◆ Work item ◆
An exact transcription of every record is needed.

◆ Information provided ◆
-*-
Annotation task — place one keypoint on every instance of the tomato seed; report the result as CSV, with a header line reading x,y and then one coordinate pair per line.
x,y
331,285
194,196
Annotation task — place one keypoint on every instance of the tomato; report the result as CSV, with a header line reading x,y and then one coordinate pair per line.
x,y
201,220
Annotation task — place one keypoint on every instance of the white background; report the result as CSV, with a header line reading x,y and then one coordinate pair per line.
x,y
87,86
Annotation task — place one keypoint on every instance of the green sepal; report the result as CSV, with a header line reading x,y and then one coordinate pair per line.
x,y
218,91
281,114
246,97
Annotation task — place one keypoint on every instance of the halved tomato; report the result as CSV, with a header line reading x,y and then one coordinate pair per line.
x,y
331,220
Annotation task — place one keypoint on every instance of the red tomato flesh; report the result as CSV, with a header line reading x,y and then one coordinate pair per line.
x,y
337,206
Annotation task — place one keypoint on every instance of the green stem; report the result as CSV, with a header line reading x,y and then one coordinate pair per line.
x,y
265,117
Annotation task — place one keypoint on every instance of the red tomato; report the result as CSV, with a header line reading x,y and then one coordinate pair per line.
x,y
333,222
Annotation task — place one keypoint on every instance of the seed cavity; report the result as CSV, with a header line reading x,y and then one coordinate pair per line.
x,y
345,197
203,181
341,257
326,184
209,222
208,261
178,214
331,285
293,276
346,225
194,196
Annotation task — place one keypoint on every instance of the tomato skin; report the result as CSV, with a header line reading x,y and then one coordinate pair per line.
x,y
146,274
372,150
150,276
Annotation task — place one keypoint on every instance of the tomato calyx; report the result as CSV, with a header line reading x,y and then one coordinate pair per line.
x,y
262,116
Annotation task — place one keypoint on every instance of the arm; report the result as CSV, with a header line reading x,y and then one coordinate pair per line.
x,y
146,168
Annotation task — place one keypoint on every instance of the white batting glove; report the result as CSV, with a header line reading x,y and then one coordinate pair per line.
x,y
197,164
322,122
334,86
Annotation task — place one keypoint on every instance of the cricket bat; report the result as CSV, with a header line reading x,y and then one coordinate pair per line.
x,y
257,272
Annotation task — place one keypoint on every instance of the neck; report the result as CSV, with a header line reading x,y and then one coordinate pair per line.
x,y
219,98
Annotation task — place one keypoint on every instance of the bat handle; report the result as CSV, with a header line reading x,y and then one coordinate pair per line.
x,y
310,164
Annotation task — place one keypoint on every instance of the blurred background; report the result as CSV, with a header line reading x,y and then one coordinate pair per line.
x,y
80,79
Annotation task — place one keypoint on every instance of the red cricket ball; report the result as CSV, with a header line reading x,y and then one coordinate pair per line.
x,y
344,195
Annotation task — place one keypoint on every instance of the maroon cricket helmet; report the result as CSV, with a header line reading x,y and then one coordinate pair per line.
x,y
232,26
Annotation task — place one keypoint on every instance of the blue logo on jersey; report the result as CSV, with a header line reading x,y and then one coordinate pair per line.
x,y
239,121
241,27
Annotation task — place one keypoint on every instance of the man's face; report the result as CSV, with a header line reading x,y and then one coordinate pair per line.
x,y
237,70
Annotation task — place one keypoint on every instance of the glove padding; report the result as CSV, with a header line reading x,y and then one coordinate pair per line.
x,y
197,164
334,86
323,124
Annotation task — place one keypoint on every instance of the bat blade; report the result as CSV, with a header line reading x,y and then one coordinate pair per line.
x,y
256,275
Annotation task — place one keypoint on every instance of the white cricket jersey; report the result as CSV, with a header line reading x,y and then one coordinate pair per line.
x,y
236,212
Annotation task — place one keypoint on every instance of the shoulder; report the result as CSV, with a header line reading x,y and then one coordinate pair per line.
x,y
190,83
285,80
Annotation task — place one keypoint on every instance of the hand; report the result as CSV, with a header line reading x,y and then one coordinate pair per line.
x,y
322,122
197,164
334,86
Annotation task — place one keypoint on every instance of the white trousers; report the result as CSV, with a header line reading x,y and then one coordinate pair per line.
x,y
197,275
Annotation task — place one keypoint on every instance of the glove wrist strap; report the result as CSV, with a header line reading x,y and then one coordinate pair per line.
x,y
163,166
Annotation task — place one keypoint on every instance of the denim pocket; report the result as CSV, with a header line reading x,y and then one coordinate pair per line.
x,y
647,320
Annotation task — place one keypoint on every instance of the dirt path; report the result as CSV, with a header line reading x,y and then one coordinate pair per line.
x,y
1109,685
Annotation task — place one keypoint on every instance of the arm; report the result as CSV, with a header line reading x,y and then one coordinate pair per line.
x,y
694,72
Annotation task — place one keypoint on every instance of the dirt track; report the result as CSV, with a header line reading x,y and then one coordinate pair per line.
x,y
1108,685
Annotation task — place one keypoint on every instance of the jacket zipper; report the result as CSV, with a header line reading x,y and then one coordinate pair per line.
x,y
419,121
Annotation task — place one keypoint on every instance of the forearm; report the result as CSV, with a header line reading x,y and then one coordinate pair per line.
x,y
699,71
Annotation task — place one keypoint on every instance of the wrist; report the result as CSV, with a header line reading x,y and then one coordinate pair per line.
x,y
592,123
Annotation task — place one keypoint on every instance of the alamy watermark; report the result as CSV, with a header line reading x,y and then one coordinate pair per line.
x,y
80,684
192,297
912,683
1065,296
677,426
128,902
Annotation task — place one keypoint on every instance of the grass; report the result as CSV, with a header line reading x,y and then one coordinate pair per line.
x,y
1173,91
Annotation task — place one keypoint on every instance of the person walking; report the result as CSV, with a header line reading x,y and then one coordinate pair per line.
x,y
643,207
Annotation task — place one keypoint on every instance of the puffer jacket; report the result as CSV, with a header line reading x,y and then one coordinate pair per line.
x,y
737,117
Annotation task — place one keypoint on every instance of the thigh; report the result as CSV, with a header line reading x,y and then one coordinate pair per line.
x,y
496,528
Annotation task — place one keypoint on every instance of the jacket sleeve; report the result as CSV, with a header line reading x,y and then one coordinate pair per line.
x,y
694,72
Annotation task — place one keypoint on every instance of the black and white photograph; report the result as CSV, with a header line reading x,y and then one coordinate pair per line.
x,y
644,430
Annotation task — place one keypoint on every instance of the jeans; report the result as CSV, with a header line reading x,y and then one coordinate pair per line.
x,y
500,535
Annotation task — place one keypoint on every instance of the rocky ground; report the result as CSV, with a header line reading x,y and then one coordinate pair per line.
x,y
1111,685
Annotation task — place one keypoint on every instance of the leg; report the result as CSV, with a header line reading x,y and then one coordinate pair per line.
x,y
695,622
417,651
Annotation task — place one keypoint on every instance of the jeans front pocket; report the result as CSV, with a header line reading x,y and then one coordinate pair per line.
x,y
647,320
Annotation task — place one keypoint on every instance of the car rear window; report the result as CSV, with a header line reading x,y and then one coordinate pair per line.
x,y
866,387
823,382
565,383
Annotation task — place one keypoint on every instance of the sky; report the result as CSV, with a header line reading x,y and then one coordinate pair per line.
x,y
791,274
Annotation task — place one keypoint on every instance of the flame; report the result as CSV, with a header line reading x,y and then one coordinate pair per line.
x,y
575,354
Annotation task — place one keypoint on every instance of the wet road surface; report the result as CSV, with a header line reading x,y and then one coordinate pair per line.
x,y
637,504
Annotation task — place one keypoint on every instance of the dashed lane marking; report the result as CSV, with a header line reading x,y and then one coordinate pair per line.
-*-
◆ Task answer ◆
Annotation task — place one keypoint on every instance of the tomato seed; report the result as CSV, with a header line reading x,y and then one coordinate pair per line.
x,y
331,285
194,196
Annotation task — place one keypoint on every instance of the tomato; report the result as CSV, with a header line reading x,y and then one coordinate pair per line.
x,y
201,220
Annotation task — place one keypoint on every instance of the white background; report the result as CSV, with a header line reading x,y and then one coordinate pair per line.
x,y
87,86
Annotation task — place one keypoint on every instance of the green sepal; report the result as CSV, with a header line reading x,y and then one coordinate pair per line.
x,y
218,91
281,114
246,97
Annotation task — place one keypoint on every instance of the halved tomato; report the result as CSV, with a header line reading x,y and then one coordinate pair per line.
x,y
331,220
Annotation task — place one keypoint on every instance of the red tomato flesh; report the result as CSV, with a header line reading x,y and then one coordinate pair per line.
x,y
337,206
Annotation task — place one keypoint on every instance of the green stem; report the result as CSV, with a header line reading x,y and then one coordinate pair per line.
x,y
265,117
Annotation task — place one keypoint on every instance of the red tomato; report the result as CSV, with a header line reading x,y and then one coordinate pair per line.
x,y
333,222
Annotation task — place one keypoint on every instance of the seed cavity; report the result as CSV, with a header line reading x,y and then one coordinate pair per line.
x,y
345,197
203,181
341,257
326,184
209,222
208,261
178,214
331,285
293,276
346,225
194,196
Annotation task — place one keypoint on every instance of the tomato skin; report the result as CSV, with a header line reading x,y and then one coordinate pair per line.
x,y
146,274
372,150
150,276
Annotation task — place one keypoint on every instance of the tomato calyx; report the result as CSV, with a header line reading x,y and then one coordinate pair per line.
x,y
262,116
Annotation task — place one keypoint on every instance of the arm; report the result as CSV, with a header line reading x,y and then one coordinate pair per line.
x,y
146,168
Annotation task — place one keypoint on every instance of the white batting glove; report the result as CSV, with a header line reading x,y and then one coordinate pair per line.
x,y
197,164
322,122
334,86
Annotation task — place one keypoint on every instance of the cricket bat; report the result as CSV, with a header line reading x,y and then one coordinate pair per line.
x,y
257,272
Annotation task — place one keypoint on every instance of the neck; report the result as CSV, with a header line reading x,y and then one coordinate pair per line.
x,y
219,98
Annotation task — place one keypoint on every instance of the bat handle; report the result as CSV, with a header line reading x,y and then one coordinate pair per line.
x,y
310,164
Annotation task — place one keypoint on every instance of the blurred background; report the result as CSV, with a header line reading x,y and then one coordinate pair per line.
x,y
80,79
Annotation task — place one keypoint on every instance of the red cricket ball; report the result as CSV, with a header line reading x,y and then one coordinate pair per line.
x,y
344,195
Annotation task — place one keypoint on every instance of the maroon cricket helmet; report the result as CSV, with a header line reading x,y and then one coordinate pair per line.
x,y
232,26
Annotation task — place one keypoint on every instance of the blue logo on jersey; report the result as CSV, with a header line reading x,y and then one coordinate pair per line.
x,y
239,121
241,27
Annotation task — place one keypoint on every instance of the man's face; report the result as CSV, with a header line reading x,y and then one coordinate pair per line.
x,y
237,70
Annotation task — place one keypoint on every instance of the glove padding; report the result as CSV, with a header line reading x,y and then one coordinate pair per line.
x,y
197,164
334,86
323,124
Annotation task — place one keypoint on every instance of the bat blade; report the result as CSV, with a header line reading x,y and then one coordinate pair per line.
x,y
256,275
Annotation task — place one keypoint on every instance of the white cricket jersey; report the result as CSV, with a header line reading x,y and then one coordinate pair per line.
x,y
236,212
Annotation task — place one keypoint on every instance of the shoulder; report the result as CSV, with a header line reading x,y and then one coordinate pair per line.
x,y
190,83
285,80
Annotation task — place one keypoint on every instance of the hand; report the result as CSV, with a header line reading x,y and then one coordinate pair per line.
x,y
322,122
197,164
334,86
Annotation task — place one keypoint on every instance of the white trousers; report the result as CSV, with a header line reading x,y and then one coordinate pair per line.
x,y
197,275
Annotation task — place one keypoint on every instance of the glove wrist strap; report the result as CSV, with a header line reading x,y and then one coordinate pair per line.
x,y
163,166
Annotation task — place one keypoint on every instance of the denim pocket; report the result as CSV, with a header line reading x,y and then one coordinate pair per line.
x,y
647,320
Annotation task — place one keypoint on every instance of the dirt path; report the result as CSV, with a header line reading x,y and then one coordinate pair per line.
x,y
1109,685
Annotation task — place one keypoint on every instance of the arm; report the result as CSV, with a header line reading x,y and then one coordinate pair per line.
x,y
694,72
Annotation task — place one keypoint on every instance of the dirt track; report the result as CSV, with a header line reading x,y and then one coordinate pair per line.
x,y
1108,685
Annotation task — place one keypoint on every instance of the jacket zipper; report the result as CSV, with a header line reading x,y and then one coordinate pair per line.
x,y
419,121
Annotation task — place one keypoint on every instance of the forearm; report the result as CSV, with a header line reading x,y and then one coordinate pair per line.
x,y
699,71
Annotation task — place one keypoint on every instance of the wrist; report the result as CSV, with a header line reading x,y and then one coordinate pair per line.
x,y
592,123
Annotation task — place one keypoint on every instance of the alamy watermark; report the result as CSV, with a header line reading x,y and then one coordinate pair per line.
x,y
80,684
192,297
912,683
1065,296
677,426
128,902
Annotation task — place one keypoint on every instance of the grass; report the result as CSV, with a header line reading x,y and then one coordinate pair per line.
x,y
1173,91
Annotation task — place one keypoint on every instance of the person walking; report the result as CSV, with a header line reading x,y and then one coordinate pair per line.
x,y
643,207
Annotation task — place one keypoint on every instance of the puffer jacket; report the result as CSV, with a header line reading x,y and then one coordinate pair per line.
x,y
737,117
Annotation task — place one keypoint on every instance of the thigh; report the result as CSV, with a header line reading x,y and then one coordinate pair per line.
x,y
496,528
Annotation task — place one keypoint on every instance of the jacket sleeve; report the result as CSV, with a header line reading x,y and then one coordinate pair per line.
x,y
694,72
Annotation task — place one keypoint on every instance of the black and white photograph; report the result as CSV, with a header line reading x,y and then one coordinate pair per line.
x,y
644,430
Annotation task — place one keypoint on every instance of the jeans; report the result as CSV, with a header line reading x,y and then one coordinate pair per line.
x,y
500,535
Annotation task — place one keypoint on every instance of the rocky ground; report the result as CSV, with a header line reading x,y and then one coordinate pair per line.
x,y
1111,685
Annotation task — place one keypoint on every instance of the leg; report the result as CSV, with a header line reading x,y and then one coordinate pair per line.
x,y
695,622
417,651
Annotation task — place one keypoint on every instance of the jeans front pocket; report the result as CSV, with a header line reading x,y and then one coordinate pair per line.
x,y
647,320
Annotation task — place one keypoint on every instance of the car rear window; report the result as CSV, with a header line reading x,y and then one coordinate pair per line.
x,y
866,387
823,382
565,383
Annotation task — place one keypoint on every instance of the sky; report the result as CSV, with a header line reading x,y and then one coordinate pair per line.
x,y
791,274
Annotation task — place one keypoint on every instance of the flame; report the result as CSV, with a header line reading x,y and then one coordinate pair per line.
x,y
575,354
Annotation task — place one keypoint on every instance of the wet road surface; report the result as CSV, with a header line reading x,y and then one coordinate pair per line.
x,y
637,504
Annotation task — place one keypoint on every instance of the dashed lane marking; report the result as CSV, with a header line reading x,y and then one coordinate pair per line.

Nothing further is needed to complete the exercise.